====== TEXTO FORNECIDO
A REVOLUÇÃO PERNAMBUCANA
Por:
CARLOS ROBERTO DE MIRANDA GOMES
Desde a expulsão
dos holandeses em 1654 ficou latente um ideal nativista movido pela repulsa à discriminação
dos portugueses em favor dos seus patrícios, agravada com as dificuldades
oriundas de uma grande seca em 1816, gerando o contraste de uma exacerbação
tributária e a escassez de mercantilização da produção do açúcar e do algodão e
consequente período de miséria da população. Pernambuco teve papel de destaque
no movimento, pela sua pujança econômica, ganhando o epíteto de “Leão do
Norte”.
Esse
descontentamento foi acrescido devido ao surgimento de ideais libertários
advindos da Revolução Francesa e da Independência dos Estados Unidos frente à
Inglaterra, despertando igual aspiração na América latina, caracterizada pelos
desencontros na convivência entre os nativos e os reinóis.
Foi fundamental o evidente
espírito eclesiástico então desenvolvido com a criação do Seminário Episcopal
de Olinda, composto de intelectuais de profunda formação filosófica e política
que levou a constituição de sociedades secretas, a partir da loja Areópago de
Itambé, da Academia do Cabo e outras, máxime quando em 1814 foi fundada a Loja
Maçônica Patriotismo, agregando Padres de grande valor, dentre os quais o
potiguar Padre Miguelinho (Miguel Joaquim de Almeida e Castro), Frei Caneca
(Joaquim do Amor Divino Rabelo) e, ainda, os Padres José Inácio de Abreu e Lima
(Roma) – sumariamente fuzilado a mando do Conde dos Arcos quando tentava
conquistar adeptos em Salvador, Deão Bernardo Luiz Ferreira e João Ribeiro
Pessoa. A rebeldia contou em Pernambuco com cerca de 50 Padres e 5 Frades, daí
ser conhecida, também, como Revolução dos Padres ou Revolução dos Letrados.
============
_TAREFA_
Atualize um trecho do texto fornecido: transcreva tudo o que vai de "Foi fundamental o" até "Revolução dos Letrados.", substituindo "Revolução dos Letrados" por "Revolução dos Intelectuais".
====== REGISTROS LISTADOS
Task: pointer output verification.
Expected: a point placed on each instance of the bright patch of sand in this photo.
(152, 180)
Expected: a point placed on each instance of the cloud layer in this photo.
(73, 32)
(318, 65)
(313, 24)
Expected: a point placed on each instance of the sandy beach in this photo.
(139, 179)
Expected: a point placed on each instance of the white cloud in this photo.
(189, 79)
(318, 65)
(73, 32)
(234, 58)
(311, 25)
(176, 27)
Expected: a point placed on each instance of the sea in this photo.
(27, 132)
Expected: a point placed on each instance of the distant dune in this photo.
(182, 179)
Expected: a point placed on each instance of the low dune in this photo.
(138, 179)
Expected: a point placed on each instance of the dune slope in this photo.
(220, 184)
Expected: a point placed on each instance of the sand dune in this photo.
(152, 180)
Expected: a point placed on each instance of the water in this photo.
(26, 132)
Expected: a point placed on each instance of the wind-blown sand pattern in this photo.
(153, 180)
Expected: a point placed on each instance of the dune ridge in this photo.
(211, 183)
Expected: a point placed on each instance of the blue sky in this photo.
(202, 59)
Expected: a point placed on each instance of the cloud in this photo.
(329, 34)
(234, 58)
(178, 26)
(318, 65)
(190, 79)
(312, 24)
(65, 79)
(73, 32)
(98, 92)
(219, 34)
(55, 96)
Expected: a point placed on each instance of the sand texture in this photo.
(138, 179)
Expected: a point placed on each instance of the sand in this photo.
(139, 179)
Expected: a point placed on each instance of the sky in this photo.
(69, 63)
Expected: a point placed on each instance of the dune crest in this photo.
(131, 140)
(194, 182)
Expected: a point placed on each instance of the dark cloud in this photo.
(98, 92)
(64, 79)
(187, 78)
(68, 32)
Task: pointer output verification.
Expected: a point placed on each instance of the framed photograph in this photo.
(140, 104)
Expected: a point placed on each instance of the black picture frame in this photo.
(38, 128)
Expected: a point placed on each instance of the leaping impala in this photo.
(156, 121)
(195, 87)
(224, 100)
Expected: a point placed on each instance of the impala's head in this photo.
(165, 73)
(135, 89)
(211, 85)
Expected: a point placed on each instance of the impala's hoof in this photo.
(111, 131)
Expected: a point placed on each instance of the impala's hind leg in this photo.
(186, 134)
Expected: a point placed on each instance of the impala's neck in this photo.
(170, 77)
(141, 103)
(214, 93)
============
_RESPOSTA COMPLETA_
Foi fundamental o evidente
espírito eclesiástico então desenvolvido com a criação do Seminário Episcopal
de Olinda, composto de intelectuais de profunda formação filosófica e política
que levou a constituição de sociedades secretas, a partir da loja Areópago de
Itambé, da Academia do Cabo e outras, máxime quando em 1814 foi fundada a Loja
Maçônica Patriotismo, agregando Padres de grande valor, dentre os quais o
potiguar Padre Miguelinho (Miguel Joaquim de Almeida e Castro), Frei Caneca
(Joaquim do Amor Divino Rabelo) e, ainda, os Padres José Inácio de Abreu e Lima
(Roma) – sumariamente fuzilado a mando do Conde dos Arcos quando tentava
conquistar adeptos em Salvador, Deão Bernardo Luiz Ferreira e João Ribeiro
Pessoa. A rebeldia contou em Pernambuco com cerca de 50 Padres e 5 Frades, daí
ser conhecida, também, como Revolução dos Padres ou Revolução dos Intelectuais.